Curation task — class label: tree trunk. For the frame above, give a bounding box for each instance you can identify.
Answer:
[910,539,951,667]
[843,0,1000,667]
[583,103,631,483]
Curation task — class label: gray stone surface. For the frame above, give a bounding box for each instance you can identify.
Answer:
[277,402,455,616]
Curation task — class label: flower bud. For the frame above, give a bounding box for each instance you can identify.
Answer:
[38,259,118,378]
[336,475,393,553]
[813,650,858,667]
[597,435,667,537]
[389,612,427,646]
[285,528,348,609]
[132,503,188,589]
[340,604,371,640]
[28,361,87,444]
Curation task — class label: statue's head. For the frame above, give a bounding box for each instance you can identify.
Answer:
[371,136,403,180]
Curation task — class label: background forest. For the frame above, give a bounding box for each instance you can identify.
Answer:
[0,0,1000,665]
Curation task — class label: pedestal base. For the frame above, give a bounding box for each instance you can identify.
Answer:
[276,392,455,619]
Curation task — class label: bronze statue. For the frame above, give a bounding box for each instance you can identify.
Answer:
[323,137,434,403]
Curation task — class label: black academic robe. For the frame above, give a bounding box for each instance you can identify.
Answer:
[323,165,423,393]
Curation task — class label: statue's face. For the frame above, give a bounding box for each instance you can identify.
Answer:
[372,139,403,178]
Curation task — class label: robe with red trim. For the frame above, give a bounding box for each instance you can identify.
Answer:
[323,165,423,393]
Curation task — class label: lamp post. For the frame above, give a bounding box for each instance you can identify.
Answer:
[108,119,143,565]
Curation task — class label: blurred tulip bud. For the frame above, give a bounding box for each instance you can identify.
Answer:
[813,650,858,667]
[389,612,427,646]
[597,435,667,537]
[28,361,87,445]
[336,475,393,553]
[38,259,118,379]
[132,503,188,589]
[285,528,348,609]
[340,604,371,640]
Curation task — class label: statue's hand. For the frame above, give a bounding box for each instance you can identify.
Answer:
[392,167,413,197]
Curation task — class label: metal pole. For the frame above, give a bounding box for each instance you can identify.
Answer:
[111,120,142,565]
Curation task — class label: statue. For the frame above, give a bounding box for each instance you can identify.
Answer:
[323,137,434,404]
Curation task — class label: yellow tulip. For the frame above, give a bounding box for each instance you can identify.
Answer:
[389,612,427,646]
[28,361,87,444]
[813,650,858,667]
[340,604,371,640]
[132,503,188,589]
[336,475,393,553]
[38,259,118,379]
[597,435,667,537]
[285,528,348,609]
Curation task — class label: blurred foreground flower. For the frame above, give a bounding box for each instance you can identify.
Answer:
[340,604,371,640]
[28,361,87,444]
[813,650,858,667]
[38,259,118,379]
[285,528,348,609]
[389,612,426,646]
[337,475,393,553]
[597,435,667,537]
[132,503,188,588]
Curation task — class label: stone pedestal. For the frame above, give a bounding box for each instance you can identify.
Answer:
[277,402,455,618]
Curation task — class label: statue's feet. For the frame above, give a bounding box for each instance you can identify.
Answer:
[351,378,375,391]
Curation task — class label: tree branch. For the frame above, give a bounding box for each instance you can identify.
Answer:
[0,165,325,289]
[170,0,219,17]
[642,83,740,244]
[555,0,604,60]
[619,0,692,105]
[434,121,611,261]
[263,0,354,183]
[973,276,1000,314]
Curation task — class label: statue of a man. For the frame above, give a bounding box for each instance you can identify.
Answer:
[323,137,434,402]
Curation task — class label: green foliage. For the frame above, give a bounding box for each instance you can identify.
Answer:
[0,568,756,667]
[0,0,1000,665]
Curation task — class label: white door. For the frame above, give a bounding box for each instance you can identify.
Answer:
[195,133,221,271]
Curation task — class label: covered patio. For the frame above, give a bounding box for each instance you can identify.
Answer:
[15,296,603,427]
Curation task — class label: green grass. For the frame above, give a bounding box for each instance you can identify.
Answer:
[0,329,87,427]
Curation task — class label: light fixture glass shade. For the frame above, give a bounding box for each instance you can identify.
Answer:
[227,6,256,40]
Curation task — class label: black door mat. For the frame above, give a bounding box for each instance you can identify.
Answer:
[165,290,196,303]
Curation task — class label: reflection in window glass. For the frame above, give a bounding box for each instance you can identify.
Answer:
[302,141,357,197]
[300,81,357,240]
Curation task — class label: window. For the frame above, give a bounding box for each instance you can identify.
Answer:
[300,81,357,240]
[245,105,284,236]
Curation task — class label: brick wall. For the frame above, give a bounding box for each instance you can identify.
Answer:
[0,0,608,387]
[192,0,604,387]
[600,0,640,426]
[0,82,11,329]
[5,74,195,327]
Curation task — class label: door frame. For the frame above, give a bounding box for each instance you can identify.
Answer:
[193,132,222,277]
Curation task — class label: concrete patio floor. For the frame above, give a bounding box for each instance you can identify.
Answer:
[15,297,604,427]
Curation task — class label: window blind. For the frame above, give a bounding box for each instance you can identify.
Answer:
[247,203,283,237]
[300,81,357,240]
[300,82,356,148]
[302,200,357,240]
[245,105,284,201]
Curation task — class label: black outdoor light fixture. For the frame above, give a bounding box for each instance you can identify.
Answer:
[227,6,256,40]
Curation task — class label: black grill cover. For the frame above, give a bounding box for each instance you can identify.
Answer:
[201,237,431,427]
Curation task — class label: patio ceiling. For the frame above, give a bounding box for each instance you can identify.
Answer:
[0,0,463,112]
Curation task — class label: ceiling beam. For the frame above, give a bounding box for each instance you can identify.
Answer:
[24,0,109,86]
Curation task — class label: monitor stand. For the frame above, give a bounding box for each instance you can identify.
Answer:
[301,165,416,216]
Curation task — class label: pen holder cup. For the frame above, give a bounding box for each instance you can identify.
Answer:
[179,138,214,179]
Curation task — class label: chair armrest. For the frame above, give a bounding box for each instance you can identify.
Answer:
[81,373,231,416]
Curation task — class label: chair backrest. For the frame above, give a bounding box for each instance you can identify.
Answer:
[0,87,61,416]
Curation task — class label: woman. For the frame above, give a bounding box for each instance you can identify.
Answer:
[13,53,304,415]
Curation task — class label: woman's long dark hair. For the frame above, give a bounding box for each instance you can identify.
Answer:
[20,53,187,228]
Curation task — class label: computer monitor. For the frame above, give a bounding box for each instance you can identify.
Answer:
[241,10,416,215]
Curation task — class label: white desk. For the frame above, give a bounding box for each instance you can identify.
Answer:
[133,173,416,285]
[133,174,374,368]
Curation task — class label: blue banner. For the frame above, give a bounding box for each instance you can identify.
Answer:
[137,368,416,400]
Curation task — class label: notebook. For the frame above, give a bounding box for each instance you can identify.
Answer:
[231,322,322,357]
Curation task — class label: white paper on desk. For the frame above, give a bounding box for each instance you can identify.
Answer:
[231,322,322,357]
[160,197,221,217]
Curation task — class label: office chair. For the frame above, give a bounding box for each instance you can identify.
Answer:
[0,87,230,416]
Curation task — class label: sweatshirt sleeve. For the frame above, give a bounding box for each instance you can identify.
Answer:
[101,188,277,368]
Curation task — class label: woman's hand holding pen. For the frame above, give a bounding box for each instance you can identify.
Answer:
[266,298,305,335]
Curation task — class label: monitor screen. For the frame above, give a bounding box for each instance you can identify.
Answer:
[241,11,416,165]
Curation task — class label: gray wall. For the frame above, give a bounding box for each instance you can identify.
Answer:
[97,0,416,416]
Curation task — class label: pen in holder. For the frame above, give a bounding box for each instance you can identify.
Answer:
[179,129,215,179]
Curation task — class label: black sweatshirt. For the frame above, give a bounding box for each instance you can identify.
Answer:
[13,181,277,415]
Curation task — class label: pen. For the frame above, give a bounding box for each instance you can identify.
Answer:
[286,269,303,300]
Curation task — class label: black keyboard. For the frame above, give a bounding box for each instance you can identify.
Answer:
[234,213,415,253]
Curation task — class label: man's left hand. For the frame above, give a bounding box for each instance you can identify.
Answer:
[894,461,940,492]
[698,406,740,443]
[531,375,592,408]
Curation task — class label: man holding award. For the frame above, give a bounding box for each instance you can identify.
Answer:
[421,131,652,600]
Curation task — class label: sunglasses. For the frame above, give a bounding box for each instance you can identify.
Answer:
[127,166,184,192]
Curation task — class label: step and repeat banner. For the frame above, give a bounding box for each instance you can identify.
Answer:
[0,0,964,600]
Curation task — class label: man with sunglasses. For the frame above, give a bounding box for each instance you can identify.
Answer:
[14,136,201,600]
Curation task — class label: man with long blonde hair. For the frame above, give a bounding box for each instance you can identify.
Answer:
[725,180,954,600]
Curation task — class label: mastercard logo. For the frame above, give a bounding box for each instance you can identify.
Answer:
:::::
Problem. From the entries above, pull out every line that contains the string "banner" and copy each one. The match is case-sensitive.

Result.
Curation task — class label: blue banner. For the frame above, give a bounding box for each instance you can identify.
Curation task — class label: step and repeat banner. For the frame above, give a bounding box for each instance you can identify.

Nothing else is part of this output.